Throughout human history, the documentation of events and thoughts usually required a good deal of time and effort. Somebody had to sit down with a stylus or a pen or, later, a typewriter or a tape recorder, and make a deliberate recording. That happened only rarely. Most events and thoughts vanished from memory, individual and collective, soon after they occurred. If they were described or discussed at all, it was usually in conversation, face to face or over a phone line, and the words evaporated as they were spoken.
That’s all changed now. Thanks to digital tools, media, and networks, recording is easy, cheap, and often automatic. Hard drives, flash drives, CDs, DVDs, and other storage devices brim with audio, video, photographic, and textual recordings. Evidence of even the most trivial of events and thoughts, communicated through texts, posts, status updates, and tweets, is retained in the data centers of the companies that operate popular Internet sites and services.
We live, it seems, in a golden age of documentation. But that’s not quite true. The problem with making a task cheap and effortless is that the results of that task come to be taken for granted. You care about work that’s difficult and expensive, and you want to preserve its product; you don’t pay much attention to the things that happen automatically and at little or no cost. In Avoiding a Digital Dark Age, an article appearing in the new edition of American Scientist, Kurt Bollacker, of the Long Now Foundation, expertly describes the conundrum of digital recording: everything’s documented, but the documents don’t last. The problem stems from the fact that, with digital recordings, we don’t only have to preserve the data itself; we have to preserve the devices and techniques used to read the data and output it in a form we can understand. As Bollacker writes:
With most analog technologies such as photographic prints and paper text documents, one can look directly at the medium to access the information. With all digital media, a machine and software are required to read and translate the data into a human-observable and comprehensible form. If the machine or software is lost, the data are likely to be unavailable or, effectively, lost as well.
The problem is magnified by the speed with which old digital media and recording techniques, including devices and software, are replaced by new ones. It’s further magnified by the fact that even modest damage to a digital recording can render that recording useless (as anyone who has scratched a CD or DVD knows). In contrast, damage to an analog recording – a scratch in a vinyl record, a torn page in a book – may be troublesome and annoying, but it rarely renders the recording useless. You can still listen to a scratched record, and you can still read a book with a missing page. Analog recordings are generally more robust than digital ones. As Bollacker explains, history reveals a clear and continuing trend: “new media types tend to have shorter lifespans than older ones, and digital types have shorter lifespans than analog ones.” The lifespan of a stone tablet was measured in centuries or millennia; the lifespan of a magnetic tape or a hard drive is measured in years or, if you’re very lucky, decades.

▸ **INSTRUCTION**
Carry on the essay about the short lifespan of digital records, picking up right after its final sentence.

▸ **RECORDED DATA**
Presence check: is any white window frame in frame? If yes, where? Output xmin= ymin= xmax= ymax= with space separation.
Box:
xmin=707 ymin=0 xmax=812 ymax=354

▸ **ANSWER TO THE PROBLEM**
After describing the problem, Bollacker goes on to provide a series of suggestions for how digital recordings could be made more robust. The suggestions include applying better error correction algorithms when recording data and being more thoughtful about the digital formats and recording techniques we use. None of the recommendations would be particularly difficult to carry out. What’s required more than anything else is that people come to care about the problem. Apathy remains the biggest challenge in combating digital decay.
But there’s a new wrinkle to this story, and it’s one that Bollacker doesn’t address in his article: the cloud. Up to now, there has been one characteristic of digital recordings that has provided an important counterweight to the fragility of digital media – it’s what Bollacker refers to as “data promiscuity.” Because it’s easy to make copies of digital files, we’ve tended to make a lot of them. The proliferation of perfect digital copies has provided an important safeguard against the loss of data. An MP3 of even a moderately popular song will, for instance, exist on many thousands of computer hard drives as well as on many thousands of iPods, CDs, and other media. The more copies that are made of a recording, and the more widely the copies are dispersed, the more durable that recording becomes.
By centralizing the storage of digital information, cloud computing promises to dramatically reduce data promiscuity. When all of us are able to, in effect, share a copy of a digital file, whether a song or a video or a book, then we don’t need to make our own copies of that file. Cloud computing replaces the download with the stream, and that means that, as people come to use the cloud as their default data store, we’ll have fewer copies of files and hence less of the protection that multiple copies provides. Indeed, in the ultimate form of cloud computing, you’d need only a single copy of any digital recording.
Apple’s new iPad, which arrived with much fanfare over the weekend, provides a good example of where computing is heading. The iPad is much more of a player than a recorder. It has a much smaller storage capacity than traditional desktops and laptops, because it’s designed on the assumption that more and more of what we do with computers will involve streaming data over the Net rather than storing it on our devices. The iPad manifests a large and rapidly accelerating trend away from local, redundant storage and toward central storage. In fact, I’d bet that if you charted the average disk size of personal computers, including smartphones, netbooks and tablets as well as laptops and desktops, you would discover that in recent years it has shrunk, marking a sea change in the history of personal computing. An enormous amount of digital copying and local storage still goes on, of course, but the trend is clear. Streaming will continue to replace downloading, and the number of copies of digital recordings will decline.
The big cloud computing companies take the safeguarding of data very seriously, of course. For them, loss of data means loss of business, and catastrophic data loss means catastrophic business loss. A company like Google stores copies of its files in many locations, and it takes elaborate steps to protect its data centers and systems. Nevertheless, one can envision a future scenario (unlikely but not impossible) involving a catastrophe – natural, technological, political, or even commercial – that obliterates a cloud operator’s store of data. More prosaically, companies go out of business, change hands, and alter their strategies and priorities. They may not always care that much about data that once seemed very important, particularly data that has lost its commercial value. A business exists to make money, not to run an archive in perpetuity. Seen in this light, our embrace of the cloud may have the unintended effect of making digital recordings even more fragile, especially over the long run.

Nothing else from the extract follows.